Short problem:
Gather each line in the records below that contains the word "Segment" and copy those lines in full.

Exercise materials:
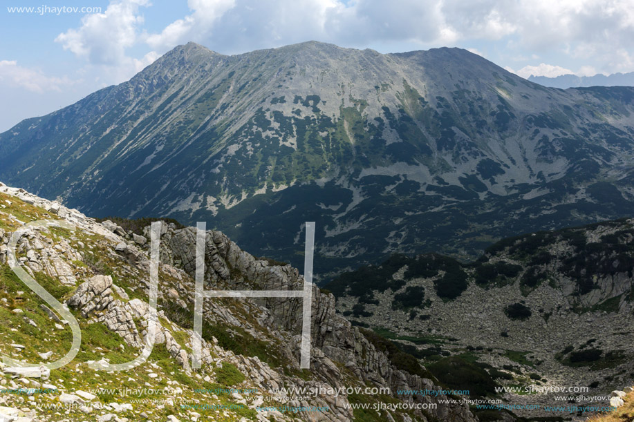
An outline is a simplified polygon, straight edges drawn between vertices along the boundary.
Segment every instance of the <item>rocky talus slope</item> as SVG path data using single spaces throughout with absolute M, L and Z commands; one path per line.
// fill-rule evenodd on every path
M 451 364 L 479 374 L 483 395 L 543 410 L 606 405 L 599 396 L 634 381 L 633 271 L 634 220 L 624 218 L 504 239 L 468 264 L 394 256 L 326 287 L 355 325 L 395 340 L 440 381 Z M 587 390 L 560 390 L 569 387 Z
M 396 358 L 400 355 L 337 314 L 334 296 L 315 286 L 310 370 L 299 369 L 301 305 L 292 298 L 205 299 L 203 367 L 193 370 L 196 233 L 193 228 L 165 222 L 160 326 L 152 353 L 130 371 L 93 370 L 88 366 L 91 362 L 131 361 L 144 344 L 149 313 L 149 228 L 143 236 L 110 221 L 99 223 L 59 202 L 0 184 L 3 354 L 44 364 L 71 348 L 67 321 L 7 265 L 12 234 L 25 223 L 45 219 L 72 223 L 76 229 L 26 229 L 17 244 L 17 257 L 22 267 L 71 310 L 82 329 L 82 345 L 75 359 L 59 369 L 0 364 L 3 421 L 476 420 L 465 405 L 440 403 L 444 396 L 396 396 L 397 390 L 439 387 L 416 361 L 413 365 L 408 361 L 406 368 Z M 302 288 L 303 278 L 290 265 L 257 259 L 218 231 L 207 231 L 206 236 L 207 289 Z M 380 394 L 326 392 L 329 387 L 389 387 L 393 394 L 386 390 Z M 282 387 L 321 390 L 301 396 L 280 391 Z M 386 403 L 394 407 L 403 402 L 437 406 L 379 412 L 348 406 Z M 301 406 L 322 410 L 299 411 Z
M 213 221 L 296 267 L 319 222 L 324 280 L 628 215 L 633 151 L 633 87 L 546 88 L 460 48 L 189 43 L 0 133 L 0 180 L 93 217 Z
---
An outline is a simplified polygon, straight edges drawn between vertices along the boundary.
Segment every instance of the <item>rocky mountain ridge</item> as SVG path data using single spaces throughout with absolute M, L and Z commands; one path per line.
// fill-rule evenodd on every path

Answer to the task:
Segment every instance of the <item>rocky talus slope</item> as SVG path data using single spaces throughout with absolute M, L and Z commands; one path per line.
Segment every instance of the <item>rocky mountain ridge</item> as SVG path data using single spaces throughout with absolute M, L and Z commands; one path per line.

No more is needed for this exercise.